> [What this exercise asks]
1 > Using the interview on mail and anthrax, answer each question:
(a) About how long is the tray the mail comes in?
(b) What kind of envelopes does the speaker say causes the machines to jam up?
(c) What is the Postal Service thinking about doing to the mail?
2 > Translate this sentence from the interview on mail and anthrax into Spanish: "It would be very, very easy to contaminate a lot of mail."
3 > Copy the part of the interview on mail and anthrax starting with "How do you feel" and going on through "piece of mail.".

> [Excerpted text]
|---|
No. I probably should. But the masks that I'm talking about -- it's not anything that has any kind of a seal, it's just a paper dust mask. There really isn't much that can be done other than actually wearing a cartridge mask -- that's the mask that has the cartridge in it that filters out pathogens from the air.

For the cutaneous anthrax, that's no protection at all. And short of wearing a biosuit to work, there really isn't much that we can do to completely protect ourselves. About the only thing that would be really beneficial would be to irradiate the mail. The Postal Service is thinking about irradiating the mail, similar to what is done with food, but I haven't heard anything official from any of my supervisors. We think that's going to happen, but we don't know when.

The postal engineering office, from what I've been hearing and reading, they're trying to figure out how to make the irradiation device smaller so it could be put in each of these individual sorting machines. That's really the only sure way to protect everyone, and even then something might slip through.

But our union president doesn't know when we're going to get those, or really if we're going to be getting them anytime soon. The impression I'm getting is that management is trying to comfort the employees and reassure them, without actually doing much of anything.

How do you feel about what's going on?

I deserve hazard pay.

I'm only about half kidding, really. Because if this does spread throughout the country and other postal facilities start getting affected by this and there's enough of them, that's not too far-fetched of a statement to make, because it is becoming a hazardous job now.

What oversight do you actually have of the mail?

The mail comes in a tray that's about 2 and a half feet long. There can be anywhere between two and 500 pieces of mail in it. There really isn't an opportunity for those of us on the machines to visibly inspect each piece of mail.

We're aware that something could happen, but there isn't anything that we could actually do to prevent it. For all I know I could have sent a contaminated envelope through one of those machines already, and not even know it. That in itself is a little scary.

Where do you think the system is most vulnerable?

There's multiple points that one of these letters can get caught and torn open, which is really the primary danger. One of these envelopes with the spores in it could get torn open and contaminate the other mail.

Just about every day that I run those machines several envelopes get torn up just because of the nature of the machines. It would be very, very easy to contaminate a lot of mail. Given the fact that I work on the machines, and they do tear up, so I'm worried.

But the chance of any one specific piece of mail getting caught in the machine is low. One thing the Postal Service could do is put more stringent types of requirements on what types of envelopes could be automated through those machines. Publishers Clearinghouse-size envelopes -- big envelopes -- that's what causes the machines to jam up.
|---|
(Records excerpted from a collection)
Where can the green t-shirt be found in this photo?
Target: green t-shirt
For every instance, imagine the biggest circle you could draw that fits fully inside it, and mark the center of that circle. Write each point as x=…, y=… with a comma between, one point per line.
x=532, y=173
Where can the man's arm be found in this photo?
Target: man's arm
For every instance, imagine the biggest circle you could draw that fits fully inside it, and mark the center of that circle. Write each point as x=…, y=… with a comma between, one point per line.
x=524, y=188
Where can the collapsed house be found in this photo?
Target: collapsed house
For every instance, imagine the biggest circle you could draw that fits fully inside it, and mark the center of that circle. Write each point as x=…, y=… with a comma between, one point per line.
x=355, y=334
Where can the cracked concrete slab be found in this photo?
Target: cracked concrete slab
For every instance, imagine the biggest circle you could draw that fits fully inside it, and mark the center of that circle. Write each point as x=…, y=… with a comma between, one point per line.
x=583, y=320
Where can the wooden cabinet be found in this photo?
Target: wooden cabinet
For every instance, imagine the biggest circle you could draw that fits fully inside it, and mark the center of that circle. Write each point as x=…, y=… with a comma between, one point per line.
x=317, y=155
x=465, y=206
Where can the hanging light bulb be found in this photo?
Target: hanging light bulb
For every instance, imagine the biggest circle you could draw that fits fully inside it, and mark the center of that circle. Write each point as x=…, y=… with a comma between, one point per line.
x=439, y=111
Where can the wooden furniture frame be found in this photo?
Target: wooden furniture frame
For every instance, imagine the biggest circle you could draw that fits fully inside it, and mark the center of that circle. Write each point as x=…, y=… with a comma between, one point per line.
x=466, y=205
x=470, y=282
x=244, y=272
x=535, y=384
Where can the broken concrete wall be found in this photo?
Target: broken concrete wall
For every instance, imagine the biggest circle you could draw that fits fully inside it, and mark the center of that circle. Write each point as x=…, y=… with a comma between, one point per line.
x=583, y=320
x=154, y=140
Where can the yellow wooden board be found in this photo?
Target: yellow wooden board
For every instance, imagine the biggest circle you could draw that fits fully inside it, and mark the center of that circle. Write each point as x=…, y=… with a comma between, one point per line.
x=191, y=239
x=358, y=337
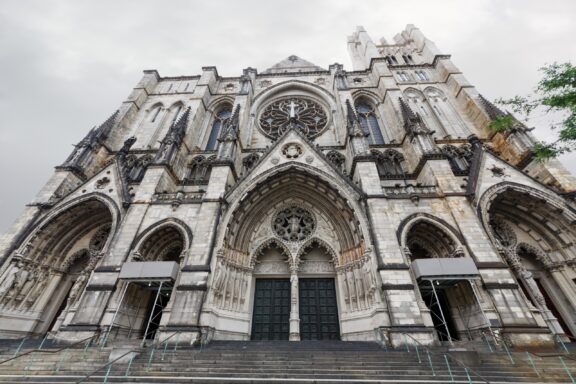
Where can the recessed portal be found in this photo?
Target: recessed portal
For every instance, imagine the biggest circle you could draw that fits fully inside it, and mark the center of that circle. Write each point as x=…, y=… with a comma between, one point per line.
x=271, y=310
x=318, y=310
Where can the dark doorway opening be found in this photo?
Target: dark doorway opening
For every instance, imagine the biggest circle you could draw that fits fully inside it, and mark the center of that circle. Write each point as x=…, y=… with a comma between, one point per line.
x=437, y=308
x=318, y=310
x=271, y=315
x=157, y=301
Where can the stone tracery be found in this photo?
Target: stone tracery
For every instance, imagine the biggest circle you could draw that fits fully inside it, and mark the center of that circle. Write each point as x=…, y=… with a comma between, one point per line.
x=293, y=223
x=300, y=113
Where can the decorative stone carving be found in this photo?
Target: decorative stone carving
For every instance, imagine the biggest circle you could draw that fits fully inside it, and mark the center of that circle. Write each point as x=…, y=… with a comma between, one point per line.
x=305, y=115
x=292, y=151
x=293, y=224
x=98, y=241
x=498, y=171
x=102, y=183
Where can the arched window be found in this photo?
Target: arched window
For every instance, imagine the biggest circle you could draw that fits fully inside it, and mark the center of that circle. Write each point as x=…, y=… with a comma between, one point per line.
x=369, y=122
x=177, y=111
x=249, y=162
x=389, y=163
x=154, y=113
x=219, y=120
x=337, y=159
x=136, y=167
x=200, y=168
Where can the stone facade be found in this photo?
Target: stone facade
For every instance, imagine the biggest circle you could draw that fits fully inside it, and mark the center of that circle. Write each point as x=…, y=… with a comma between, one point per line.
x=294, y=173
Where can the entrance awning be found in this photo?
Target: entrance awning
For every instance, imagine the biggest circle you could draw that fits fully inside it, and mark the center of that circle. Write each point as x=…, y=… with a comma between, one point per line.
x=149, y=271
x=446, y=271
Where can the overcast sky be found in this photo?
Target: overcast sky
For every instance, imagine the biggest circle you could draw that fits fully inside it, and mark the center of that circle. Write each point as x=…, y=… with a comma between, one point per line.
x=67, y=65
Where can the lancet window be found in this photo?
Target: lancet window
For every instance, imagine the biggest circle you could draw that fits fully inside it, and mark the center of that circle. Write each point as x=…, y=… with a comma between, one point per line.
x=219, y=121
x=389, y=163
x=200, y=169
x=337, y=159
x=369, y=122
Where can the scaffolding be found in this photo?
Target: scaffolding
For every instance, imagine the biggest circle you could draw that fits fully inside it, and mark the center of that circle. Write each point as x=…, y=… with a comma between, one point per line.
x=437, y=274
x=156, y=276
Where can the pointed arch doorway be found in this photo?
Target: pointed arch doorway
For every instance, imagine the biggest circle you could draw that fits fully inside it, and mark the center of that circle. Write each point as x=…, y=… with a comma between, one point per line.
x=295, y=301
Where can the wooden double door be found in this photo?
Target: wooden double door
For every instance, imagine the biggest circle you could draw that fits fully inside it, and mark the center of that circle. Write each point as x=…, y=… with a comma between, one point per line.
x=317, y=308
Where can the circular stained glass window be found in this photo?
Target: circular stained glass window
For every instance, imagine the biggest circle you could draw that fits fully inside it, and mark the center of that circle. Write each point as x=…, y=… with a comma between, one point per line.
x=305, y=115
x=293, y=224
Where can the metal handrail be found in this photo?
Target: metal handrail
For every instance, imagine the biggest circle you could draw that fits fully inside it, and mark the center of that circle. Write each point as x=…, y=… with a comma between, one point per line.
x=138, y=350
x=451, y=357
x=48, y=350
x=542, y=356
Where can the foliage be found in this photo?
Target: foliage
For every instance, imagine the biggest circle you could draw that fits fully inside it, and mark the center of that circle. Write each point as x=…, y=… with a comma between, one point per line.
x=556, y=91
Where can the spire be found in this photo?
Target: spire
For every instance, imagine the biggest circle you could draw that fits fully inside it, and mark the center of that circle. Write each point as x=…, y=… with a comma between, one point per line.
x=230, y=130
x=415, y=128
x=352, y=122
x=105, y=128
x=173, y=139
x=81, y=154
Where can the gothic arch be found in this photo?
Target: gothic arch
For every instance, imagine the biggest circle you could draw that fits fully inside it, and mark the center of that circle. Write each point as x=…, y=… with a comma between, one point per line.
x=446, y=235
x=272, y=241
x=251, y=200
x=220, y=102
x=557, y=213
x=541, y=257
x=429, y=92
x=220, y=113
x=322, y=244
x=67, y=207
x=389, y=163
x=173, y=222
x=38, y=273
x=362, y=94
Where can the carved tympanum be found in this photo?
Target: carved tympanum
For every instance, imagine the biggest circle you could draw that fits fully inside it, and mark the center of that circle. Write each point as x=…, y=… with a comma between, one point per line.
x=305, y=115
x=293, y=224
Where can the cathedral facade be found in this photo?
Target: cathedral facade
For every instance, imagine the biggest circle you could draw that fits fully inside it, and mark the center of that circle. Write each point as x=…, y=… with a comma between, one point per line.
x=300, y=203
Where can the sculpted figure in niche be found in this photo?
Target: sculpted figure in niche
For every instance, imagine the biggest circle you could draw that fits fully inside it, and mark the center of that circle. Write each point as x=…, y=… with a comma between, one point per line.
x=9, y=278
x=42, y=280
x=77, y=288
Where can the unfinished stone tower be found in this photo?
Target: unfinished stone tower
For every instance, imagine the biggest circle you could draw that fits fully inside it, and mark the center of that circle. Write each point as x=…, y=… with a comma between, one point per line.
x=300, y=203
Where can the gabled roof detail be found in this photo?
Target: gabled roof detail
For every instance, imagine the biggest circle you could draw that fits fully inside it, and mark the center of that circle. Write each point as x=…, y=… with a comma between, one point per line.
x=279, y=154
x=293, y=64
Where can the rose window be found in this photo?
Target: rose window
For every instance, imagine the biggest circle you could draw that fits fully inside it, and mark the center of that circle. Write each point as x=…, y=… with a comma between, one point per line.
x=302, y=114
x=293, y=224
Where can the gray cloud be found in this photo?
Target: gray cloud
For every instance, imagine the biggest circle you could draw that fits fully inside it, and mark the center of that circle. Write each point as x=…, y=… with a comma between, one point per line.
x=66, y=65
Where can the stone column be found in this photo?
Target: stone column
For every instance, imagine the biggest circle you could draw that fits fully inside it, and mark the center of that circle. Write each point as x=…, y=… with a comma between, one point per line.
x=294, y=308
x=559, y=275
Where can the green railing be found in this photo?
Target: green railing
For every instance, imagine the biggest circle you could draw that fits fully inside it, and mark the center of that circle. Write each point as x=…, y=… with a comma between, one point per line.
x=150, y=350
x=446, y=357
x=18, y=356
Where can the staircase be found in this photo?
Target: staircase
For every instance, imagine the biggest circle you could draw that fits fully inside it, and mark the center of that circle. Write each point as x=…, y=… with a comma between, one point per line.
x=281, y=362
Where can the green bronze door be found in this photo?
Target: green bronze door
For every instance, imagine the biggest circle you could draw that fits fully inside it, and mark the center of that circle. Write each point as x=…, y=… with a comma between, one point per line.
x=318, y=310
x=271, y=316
|---|
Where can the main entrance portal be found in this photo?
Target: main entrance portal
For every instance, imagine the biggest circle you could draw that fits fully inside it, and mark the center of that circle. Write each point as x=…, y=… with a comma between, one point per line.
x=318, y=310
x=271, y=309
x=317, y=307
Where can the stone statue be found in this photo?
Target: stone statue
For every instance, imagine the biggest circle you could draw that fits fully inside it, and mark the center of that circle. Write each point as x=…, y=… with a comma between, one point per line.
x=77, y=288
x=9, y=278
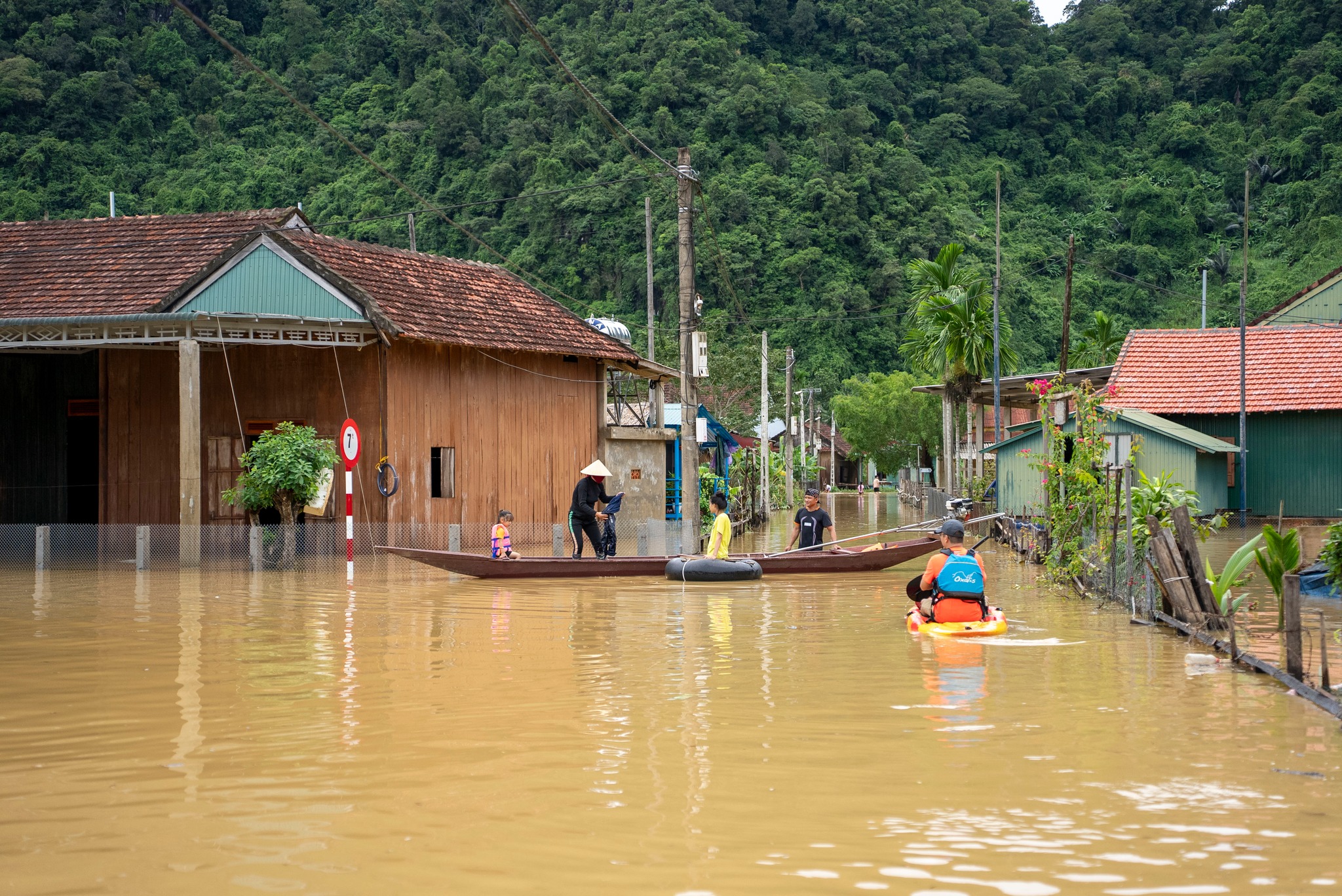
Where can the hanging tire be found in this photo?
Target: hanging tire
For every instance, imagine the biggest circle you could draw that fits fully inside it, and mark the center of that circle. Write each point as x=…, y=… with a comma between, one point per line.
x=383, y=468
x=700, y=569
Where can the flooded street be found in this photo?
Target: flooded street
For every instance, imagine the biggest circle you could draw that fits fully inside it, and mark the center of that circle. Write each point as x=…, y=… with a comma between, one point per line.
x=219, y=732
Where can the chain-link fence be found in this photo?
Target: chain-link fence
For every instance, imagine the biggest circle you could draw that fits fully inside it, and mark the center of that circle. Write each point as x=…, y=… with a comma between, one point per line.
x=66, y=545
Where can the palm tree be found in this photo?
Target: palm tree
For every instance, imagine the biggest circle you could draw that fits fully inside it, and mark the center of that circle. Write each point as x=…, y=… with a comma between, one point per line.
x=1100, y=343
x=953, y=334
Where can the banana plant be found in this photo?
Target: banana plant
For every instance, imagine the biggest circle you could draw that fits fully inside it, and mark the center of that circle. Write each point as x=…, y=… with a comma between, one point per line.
|---|
> [Task answers]
1 >
(a) About 2 and a half feet long.
(b) Publishers Clearinghouse-size envelopes, that is, big envelopes.
(c) Irradiating it, similar to what is done with food.

2 > Sería muy, muy fácil contaminar mucho correo.

3 >
How do you feel about what's going on?

I deserve hazard pay.

I'm only about half kidding, really. Because if this does spread throughout the country and other postal facilities start getting affected by this and there's enough of them, that's not too far-fetched of a statement to make, because it is becoming a hazardous job now.

What oversight do you actually have of the mail?

The mail comes in a tray that's about 2 and a half feet long. There can be anywhere between two and 500 pieces of mail in it. There really isn't an opportunity for those of us on the machines to visibly inspect each piece of mail.